Continue the artist's project proposal on memory, home, and objects, picking up after its final sentence.

-- Selected passage --
— start —
Julie Ellis Artist

Proposal – 709

Aims

To date my long term practice has predominantly been anchored in concepts of place, sense of belonging and home. The MA began with a period of experimental processes where I uncovered ways of working which were intuitive and free from representation. Last year following a visit to my childhood home I embarked on a period of focused writing reflecting on the experience of returning home. I am interested by the power of remnants from my past still in the house thirty seven years after my leaving and the house’s ability to transport me to moments which I thought I had forgotten. In particular I am interested in objects and tangible memory triggers which has fed into my studio practice as I began to merge writing with process grounding the previously open forms I had been painting into internal spaces. For this project I aim to concentrate further on the object of memory and the notion of holding, holding physically and holding subconsciously onto something. The writing of Rebecca Solnitt (A field guide to getting lost), Sherry Turkle (Evocative Objects) and James Krasner (Home Bodies) has given me a broader insight into the subject and the experiences of others in this subject area. My written work connects my own experience and memory to wider concepts of the subject and will underpin my thinking throughout whilst my studio practice will be a physical manifestation of these thoughts through touch and process.
— end —
(Records held in a dataset)
— start —
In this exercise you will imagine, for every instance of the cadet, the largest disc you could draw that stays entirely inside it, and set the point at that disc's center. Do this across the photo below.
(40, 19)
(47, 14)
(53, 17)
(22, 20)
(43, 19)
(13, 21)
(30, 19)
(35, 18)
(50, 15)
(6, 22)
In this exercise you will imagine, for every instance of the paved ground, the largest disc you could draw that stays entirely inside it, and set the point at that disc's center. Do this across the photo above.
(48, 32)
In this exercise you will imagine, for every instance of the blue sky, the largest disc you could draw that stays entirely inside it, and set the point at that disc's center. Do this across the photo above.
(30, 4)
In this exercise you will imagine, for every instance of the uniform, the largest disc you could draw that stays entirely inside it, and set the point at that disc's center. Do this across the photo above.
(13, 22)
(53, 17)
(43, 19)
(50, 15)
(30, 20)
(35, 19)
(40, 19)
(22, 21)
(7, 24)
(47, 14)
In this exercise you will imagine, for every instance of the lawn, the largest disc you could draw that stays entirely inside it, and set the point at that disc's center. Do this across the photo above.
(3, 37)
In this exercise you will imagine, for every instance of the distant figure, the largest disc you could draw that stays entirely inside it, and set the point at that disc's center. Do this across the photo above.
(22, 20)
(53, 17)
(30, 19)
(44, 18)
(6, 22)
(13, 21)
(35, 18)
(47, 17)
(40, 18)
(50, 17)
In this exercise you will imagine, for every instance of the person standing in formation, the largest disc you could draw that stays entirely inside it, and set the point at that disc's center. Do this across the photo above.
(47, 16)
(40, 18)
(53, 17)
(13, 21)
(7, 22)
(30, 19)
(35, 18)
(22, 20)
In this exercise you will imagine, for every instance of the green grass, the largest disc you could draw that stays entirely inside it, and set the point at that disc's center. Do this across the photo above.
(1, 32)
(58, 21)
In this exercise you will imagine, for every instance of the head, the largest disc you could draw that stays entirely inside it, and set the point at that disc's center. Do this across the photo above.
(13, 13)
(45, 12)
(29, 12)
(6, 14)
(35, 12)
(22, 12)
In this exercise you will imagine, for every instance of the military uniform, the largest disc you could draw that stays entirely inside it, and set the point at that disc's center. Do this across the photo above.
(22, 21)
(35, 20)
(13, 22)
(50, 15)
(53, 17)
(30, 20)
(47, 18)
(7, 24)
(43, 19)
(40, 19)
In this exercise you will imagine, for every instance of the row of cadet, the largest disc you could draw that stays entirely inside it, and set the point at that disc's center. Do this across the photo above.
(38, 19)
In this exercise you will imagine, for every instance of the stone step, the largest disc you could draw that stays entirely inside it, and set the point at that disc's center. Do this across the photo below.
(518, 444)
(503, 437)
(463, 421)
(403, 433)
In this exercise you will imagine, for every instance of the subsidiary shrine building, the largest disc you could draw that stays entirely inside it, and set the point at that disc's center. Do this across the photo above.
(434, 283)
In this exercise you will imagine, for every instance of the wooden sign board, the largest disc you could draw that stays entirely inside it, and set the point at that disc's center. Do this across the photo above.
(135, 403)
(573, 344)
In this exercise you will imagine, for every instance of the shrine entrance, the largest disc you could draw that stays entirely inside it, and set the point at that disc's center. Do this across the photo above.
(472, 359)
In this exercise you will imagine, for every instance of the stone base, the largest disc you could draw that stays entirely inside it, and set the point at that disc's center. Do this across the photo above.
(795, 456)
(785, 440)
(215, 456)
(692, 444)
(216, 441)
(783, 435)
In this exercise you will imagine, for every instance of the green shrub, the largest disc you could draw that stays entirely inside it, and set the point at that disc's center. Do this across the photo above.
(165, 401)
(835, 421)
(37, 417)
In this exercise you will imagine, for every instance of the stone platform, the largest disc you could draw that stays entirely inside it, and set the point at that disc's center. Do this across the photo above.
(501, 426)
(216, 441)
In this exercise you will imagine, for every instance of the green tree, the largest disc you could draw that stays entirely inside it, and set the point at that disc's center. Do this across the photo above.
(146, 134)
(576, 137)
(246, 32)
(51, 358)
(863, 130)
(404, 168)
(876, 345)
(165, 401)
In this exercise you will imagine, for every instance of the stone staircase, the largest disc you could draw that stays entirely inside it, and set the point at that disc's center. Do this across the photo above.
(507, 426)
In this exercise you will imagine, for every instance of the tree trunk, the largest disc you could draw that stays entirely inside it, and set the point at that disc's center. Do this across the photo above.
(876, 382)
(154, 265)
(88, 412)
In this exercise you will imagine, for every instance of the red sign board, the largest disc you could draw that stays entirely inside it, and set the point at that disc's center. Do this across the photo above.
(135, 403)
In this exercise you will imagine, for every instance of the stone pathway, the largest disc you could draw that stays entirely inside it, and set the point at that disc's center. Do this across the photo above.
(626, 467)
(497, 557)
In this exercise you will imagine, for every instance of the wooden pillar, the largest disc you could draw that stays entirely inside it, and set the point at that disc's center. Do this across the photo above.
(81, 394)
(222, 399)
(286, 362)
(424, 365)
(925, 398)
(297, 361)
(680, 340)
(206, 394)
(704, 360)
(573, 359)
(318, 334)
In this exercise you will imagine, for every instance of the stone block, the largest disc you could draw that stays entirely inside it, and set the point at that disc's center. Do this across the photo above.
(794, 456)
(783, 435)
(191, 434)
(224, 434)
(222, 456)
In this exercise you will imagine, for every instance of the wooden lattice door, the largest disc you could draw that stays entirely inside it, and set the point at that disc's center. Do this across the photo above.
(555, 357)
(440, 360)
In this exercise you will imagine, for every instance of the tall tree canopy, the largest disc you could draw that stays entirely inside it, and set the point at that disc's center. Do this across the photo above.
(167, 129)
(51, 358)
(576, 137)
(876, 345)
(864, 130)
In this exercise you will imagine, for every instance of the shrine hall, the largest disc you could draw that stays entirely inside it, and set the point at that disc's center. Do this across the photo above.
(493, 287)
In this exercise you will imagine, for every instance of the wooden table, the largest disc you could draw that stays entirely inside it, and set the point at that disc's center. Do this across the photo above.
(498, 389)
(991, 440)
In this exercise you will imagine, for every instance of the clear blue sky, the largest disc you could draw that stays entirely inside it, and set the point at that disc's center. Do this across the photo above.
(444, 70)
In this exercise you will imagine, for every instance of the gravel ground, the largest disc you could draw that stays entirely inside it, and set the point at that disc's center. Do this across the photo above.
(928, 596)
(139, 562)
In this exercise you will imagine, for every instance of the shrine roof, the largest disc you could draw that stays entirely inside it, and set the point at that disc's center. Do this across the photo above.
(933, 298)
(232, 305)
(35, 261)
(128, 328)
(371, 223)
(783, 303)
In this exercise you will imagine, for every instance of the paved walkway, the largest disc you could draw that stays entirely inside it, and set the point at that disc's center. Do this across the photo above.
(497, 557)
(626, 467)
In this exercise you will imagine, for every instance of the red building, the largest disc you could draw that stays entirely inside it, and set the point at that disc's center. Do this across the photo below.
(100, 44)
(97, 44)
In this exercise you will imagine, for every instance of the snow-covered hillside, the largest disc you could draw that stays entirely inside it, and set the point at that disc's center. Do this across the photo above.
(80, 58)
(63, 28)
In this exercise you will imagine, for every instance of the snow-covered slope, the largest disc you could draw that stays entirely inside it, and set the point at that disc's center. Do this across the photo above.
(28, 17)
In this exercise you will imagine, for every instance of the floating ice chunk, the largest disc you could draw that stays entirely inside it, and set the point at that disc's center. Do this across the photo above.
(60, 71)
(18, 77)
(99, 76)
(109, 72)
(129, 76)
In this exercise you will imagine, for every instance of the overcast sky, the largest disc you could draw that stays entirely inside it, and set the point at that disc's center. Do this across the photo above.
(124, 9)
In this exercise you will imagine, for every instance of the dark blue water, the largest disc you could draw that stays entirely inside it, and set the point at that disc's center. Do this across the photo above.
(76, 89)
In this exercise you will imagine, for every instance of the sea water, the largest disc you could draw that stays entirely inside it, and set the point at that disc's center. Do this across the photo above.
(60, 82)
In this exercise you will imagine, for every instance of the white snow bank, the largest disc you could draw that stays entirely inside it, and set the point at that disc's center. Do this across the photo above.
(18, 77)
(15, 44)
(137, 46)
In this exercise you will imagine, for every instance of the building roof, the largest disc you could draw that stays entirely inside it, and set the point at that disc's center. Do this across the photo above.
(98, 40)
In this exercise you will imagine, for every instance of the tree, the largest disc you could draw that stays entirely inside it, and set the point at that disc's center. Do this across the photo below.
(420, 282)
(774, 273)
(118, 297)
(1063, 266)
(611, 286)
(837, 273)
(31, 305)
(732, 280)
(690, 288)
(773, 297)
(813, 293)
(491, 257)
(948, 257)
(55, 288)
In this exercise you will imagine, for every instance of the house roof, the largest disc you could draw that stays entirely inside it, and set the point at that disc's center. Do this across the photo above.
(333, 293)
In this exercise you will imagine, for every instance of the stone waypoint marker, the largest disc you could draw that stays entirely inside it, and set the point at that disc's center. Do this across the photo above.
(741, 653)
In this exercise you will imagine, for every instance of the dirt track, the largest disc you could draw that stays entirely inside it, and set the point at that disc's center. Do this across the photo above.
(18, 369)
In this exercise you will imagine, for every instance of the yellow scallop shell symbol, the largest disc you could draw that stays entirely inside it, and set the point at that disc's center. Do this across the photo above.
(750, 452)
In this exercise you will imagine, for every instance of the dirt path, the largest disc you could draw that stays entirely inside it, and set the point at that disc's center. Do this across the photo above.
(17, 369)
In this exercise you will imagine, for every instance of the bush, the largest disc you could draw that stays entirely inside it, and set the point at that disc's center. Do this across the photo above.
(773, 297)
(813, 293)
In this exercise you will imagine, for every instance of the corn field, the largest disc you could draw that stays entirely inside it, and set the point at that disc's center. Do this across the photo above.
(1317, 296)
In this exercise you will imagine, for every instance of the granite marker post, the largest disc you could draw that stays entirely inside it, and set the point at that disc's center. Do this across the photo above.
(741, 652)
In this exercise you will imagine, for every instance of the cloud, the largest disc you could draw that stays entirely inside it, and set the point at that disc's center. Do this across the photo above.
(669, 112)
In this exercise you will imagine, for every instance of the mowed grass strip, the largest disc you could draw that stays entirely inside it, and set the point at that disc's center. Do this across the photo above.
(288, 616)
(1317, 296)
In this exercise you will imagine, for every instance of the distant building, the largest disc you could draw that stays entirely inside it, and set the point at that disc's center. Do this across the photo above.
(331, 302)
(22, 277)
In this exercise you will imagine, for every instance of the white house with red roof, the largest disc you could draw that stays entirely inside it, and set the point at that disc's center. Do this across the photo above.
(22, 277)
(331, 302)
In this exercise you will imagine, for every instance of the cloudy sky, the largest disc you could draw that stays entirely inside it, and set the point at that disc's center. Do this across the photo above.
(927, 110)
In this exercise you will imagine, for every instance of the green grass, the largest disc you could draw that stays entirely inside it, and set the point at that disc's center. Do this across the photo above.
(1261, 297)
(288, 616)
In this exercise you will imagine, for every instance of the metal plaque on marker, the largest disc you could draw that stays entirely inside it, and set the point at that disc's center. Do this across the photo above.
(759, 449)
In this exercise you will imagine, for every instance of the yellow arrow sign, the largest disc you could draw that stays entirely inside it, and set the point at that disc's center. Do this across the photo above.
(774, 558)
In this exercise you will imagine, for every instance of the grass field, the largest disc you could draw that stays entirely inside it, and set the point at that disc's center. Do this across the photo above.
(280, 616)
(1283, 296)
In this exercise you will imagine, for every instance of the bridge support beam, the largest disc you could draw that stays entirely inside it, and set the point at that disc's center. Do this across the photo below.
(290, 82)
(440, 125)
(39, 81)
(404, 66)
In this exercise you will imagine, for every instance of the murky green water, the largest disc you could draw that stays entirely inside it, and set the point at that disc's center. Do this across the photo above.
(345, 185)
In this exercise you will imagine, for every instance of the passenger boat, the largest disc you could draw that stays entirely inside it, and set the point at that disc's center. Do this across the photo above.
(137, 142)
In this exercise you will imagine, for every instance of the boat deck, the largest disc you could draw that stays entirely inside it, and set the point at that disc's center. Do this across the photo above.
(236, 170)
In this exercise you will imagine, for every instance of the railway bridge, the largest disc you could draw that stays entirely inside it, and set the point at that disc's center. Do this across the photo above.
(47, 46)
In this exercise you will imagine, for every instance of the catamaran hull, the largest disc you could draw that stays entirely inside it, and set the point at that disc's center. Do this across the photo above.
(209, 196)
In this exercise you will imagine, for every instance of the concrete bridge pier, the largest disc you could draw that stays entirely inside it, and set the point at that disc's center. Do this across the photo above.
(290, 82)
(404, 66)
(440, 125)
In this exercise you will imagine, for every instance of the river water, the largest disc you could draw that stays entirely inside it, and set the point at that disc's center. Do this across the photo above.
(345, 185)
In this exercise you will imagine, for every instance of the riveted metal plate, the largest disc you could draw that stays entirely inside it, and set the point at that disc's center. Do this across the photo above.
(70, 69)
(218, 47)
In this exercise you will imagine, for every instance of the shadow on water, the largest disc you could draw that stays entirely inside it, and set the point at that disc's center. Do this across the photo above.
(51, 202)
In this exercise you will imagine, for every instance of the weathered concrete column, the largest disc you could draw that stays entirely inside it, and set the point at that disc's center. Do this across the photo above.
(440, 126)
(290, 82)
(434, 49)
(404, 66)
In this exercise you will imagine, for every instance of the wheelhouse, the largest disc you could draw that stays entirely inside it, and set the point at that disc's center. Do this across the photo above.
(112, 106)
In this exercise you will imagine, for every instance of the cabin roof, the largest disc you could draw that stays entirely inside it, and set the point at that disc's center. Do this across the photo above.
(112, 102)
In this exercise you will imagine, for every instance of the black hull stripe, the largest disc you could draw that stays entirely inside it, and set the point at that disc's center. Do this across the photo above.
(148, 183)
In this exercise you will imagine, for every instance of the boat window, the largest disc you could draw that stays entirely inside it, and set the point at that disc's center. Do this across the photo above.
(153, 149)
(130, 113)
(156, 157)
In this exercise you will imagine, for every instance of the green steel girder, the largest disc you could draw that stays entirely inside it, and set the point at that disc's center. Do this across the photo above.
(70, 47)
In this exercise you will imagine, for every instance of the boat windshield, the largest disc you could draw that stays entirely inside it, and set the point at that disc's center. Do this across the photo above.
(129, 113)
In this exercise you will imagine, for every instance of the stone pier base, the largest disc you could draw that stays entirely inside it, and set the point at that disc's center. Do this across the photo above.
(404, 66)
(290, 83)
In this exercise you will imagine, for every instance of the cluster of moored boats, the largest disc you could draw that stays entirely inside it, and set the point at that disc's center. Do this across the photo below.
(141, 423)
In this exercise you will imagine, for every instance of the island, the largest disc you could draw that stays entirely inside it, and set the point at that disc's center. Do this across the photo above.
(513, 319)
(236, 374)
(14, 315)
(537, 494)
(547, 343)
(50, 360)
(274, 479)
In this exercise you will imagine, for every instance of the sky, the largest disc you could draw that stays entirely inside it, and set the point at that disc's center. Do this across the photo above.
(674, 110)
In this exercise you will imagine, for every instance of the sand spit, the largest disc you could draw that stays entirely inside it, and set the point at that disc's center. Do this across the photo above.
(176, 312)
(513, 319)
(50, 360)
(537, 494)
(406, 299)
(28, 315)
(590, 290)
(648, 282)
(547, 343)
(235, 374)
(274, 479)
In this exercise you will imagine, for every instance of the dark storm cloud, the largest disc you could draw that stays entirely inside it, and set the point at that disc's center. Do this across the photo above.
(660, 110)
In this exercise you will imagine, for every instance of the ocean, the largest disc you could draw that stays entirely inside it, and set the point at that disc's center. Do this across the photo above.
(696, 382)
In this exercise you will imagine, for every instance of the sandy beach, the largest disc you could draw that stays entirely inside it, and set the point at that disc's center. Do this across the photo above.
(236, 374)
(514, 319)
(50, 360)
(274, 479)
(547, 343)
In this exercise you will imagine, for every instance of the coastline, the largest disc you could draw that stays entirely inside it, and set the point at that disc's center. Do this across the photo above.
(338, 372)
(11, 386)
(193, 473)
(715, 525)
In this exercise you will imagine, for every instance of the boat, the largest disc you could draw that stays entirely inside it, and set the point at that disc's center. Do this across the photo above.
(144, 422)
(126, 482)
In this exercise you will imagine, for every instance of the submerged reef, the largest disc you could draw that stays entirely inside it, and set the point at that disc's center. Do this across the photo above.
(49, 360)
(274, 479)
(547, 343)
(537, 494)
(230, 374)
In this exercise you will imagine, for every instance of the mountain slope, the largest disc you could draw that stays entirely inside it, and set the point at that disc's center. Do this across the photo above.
— end —
-- Answer to this exercise --
I aim to produce a body of work using oil paint and clay which will echo my experience of memory and object observing how the object can evoke memory through conscious and subconscious thought. A methodical process which will initially look specifically at objects in my possession, holding, drawing, painting, sculpting and writing in response to the physical interaction with specific items. It is not specifically my intention to represent these items in a literal way or to tell my own story but more to do with universal feelings of remembering through objects and tangible matter.

I am also mindful that the act of making itself could be considered a means of recording and documenting experience and duration. Do the tools, materials and final piece itself become both an object of remembering and a physical record of my actions repeating and changing over time? I will be recording elements of the making process throughout; however, whilst this is an area of interest it is not intended at this stage to be the focus of the work.

Objectives

I will continue to make work which is experimental and intuitive building on the work made in year one and two. This will include work on paper, Oil on canvas/panel and explorations using clay. This experimental phase will be punctuated by crits, tutorials, research, gallery visits, seminars and self evaluation and will take place between now and Christmas. My intention is to then select and develop best ways forward for final exhibition. This experimental period will allow for changes and refining of my ideas and will run alongside my research and essay which will underpin the project.

The work will develop the blended approach I have been using which involves experiencing holding, looking, sensing objects and drawing, painting and sculpting responses to the experience. These twelve objects are items from my loft, collected and found objects from my life both pre and post my existence as well as found objects which seem to echo someone else’s past. The experience is fleeting physically but resonates over a longer time during the making process becoming abstracted and distorted.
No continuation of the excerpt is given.